[Task]
Return the text on photoreceptor evolution in full, reproducing every word, link and punctuation mark without change.

[Text shown]
Some links that may be of interest:

http://www.bem.fi/book/28/28.htm

http://www.pigeon.psy.tufts.edu/avc/husband/avc4eye.htm

https://genome.cshlp.org/content/14/8/1555.full

I have a quote but i haven’t been able to verify where it came from:

The more complex a system is, the greater the number of parts that must be sustained in their proper place, and the lesser the tolerance for errors; therefore, a high degree of regulation and control is required.

A nod to this was given in the aforementioned book by Alan Rogers:

In solving one problem, the new design has caused another (p 40).

While both Eakin and Vanfleteren/Coomans assumed a common origin of photoreceptors with subsequent evolutionary change, von Salvini-Plawen & Mayr (1977; see also von Salvini-Plawen 1982) regarded photoreceptors as so diverse and so scattered in distribution that they might have evolved several times in parallel, between 40 and 65 times.

[Data records]

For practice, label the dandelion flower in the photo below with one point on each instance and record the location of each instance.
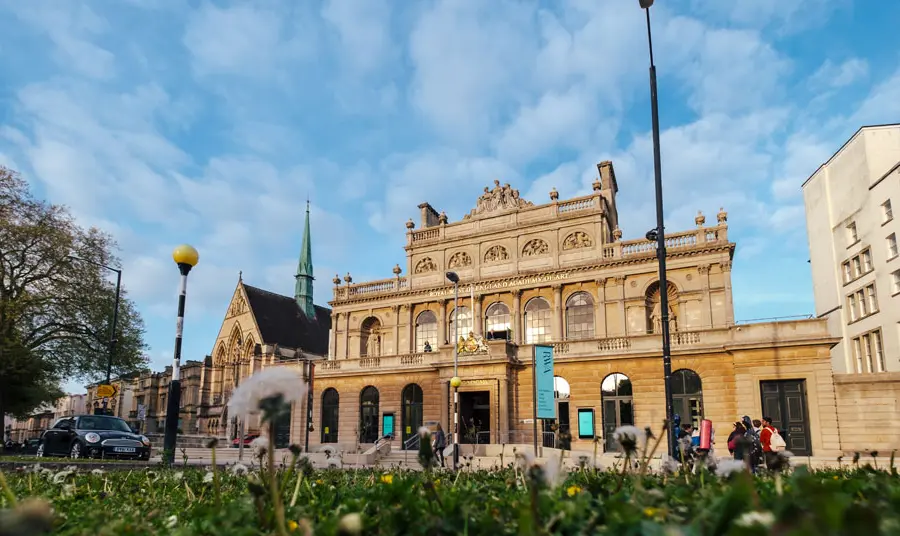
(270, 382)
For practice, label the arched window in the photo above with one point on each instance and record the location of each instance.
(330, 404)
(687, 396)
(426, 330)
(618, 407)
(537, 321)
(496, 321)
(579, 316)
(370, 337)
(411, 414)
(465, 324)
(368, 415)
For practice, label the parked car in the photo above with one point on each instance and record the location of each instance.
(236, 443)
(93, 436)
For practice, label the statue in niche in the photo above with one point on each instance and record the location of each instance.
(656, 318)
(576, 240)
(496, 254)
(535, 247)
(373, 344)
(425, 265)
(460, 259)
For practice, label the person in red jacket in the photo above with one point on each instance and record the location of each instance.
(765, 439)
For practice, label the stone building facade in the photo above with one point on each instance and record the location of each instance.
(560, 274)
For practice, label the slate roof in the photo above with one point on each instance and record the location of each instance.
(281, 322)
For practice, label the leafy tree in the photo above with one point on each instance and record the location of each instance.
(56, 310)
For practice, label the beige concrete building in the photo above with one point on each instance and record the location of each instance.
(853, 247)
(559, 273)
(850, 203)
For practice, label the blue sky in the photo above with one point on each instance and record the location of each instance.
(211, 122)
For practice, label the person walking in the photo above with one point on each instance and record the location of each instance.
(439, 443)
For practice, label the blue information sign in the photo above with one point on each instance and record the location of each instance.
(543, 363)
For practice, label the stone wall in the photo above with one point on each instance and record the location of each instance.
(868, 407)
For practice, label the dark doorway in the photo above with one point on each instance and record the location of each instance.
(475, 417)
(412, 398)
(785, 402)
(618, 408)
(283, 430)
(330, 405)
(368, 415)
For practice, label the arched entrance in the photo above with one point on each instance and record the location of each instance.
(330, 404)
(618, 407)
(368, 415)
(687, 396)
(411, 414)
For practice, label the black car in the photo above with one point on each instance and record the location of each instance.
(93, 436)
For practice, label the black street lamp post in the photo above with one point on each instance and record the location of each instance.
(658, 234)
(186, 257)
(112, 334)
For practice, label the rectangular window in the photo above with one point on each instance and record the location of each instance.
(852, 235)
(879, 351)
(851, 304)
(872, 298)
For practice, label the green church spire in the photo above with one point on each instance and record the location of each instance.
(303, 288)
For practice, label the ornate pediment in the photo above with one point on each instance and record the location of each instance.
(500, 199)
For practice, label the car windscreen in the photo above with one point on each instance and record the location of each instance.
(95, 422)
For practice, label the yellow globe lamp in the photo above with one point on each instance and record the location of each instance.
(185, 254)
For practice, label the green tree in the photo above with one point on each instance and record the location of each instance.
(55, 310)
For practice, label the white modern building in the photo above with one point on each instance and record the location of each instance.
(850, 204)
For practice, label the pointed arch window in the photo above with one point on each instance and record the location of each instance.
(579, 316)
(426, 330)
(537, 321)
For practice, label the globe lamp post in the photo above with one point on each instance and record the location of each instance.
(186, 257)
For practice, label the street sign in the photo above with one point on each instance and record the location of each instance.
(105, 390)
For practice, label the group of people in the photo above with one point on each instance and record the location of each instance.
(756, 441)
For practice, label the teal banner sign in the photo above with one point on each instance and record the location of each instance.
(543, 364)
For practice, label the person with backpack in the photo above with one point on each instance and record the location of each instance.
(772, 442)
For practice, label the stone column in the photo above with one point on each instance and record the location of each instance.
(347, 337)
(620, 297)
(517, 316)
(396, 310)
(600, 309)
(477, 318)
(411, 330)
(557, 314)
(442, 323)
(706, 303)
(729, 304)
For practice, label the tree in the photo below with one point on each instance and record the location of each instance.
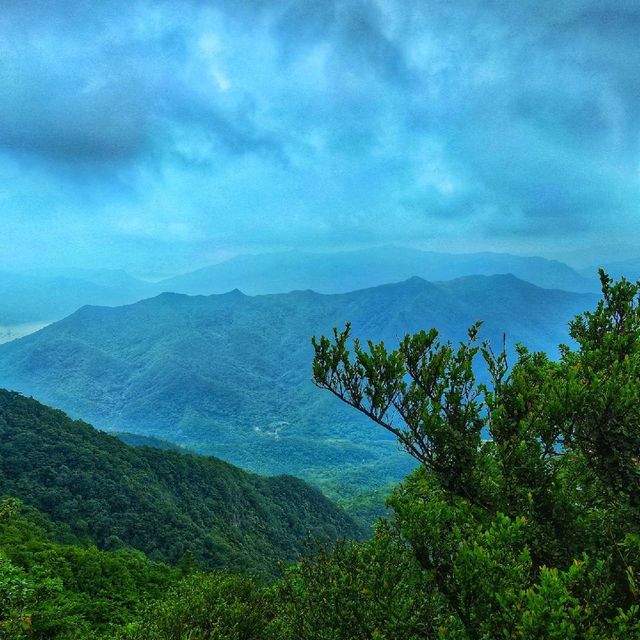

[Result of this exercise]
Some links that may be of interest:

http://www.bem.fi/book/28/28.htm

http://www.pigeon.psy.tufts.edu/avc/husband/avc4eye.htm

https://genome.cshlp.org/content/14/8/1555.full

I have a quote but i haven’t been able to verify where it came from:

The more complex a system is, the greater the number of parts that must be sustained in their proper place, and the lesser the tolerance for errors; therefore, a high degree of regulation and control is required.

A nod to this was given in the aforementioned book by Alan Rogers:

In solving one problem, the new design has caused another (p 40).

While both Eakin and Vanfleteren/Coomans assumed a common origin of photoreceptors with subsequent evolutionary change, von Salvini-Plawen & Mayr (1977; see also von Salvini-Plawen 1982) regarded photoreceptors as so diverse and so scattered in distribution that they might have evolved several times in parallel, between 40 and 65 times.